» **Problem**:
Beginning with the first entry, set down each one exactly as shown.

──────────

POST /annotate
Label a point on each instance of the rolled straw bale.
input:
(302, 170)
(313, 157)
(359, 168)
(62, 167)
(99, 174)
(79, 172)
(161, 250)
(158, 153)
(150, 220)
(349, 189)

──────────

» **Reply**:
POST /annotate
Label a point on each instance of the rolled straw bale.
input:
(302, 170)
(313, 157)
(359, 168)
(62, 167)
(99, 174)
(79, 172)
(161, 250)
(158, 153)
(150, 220)
(349, 189)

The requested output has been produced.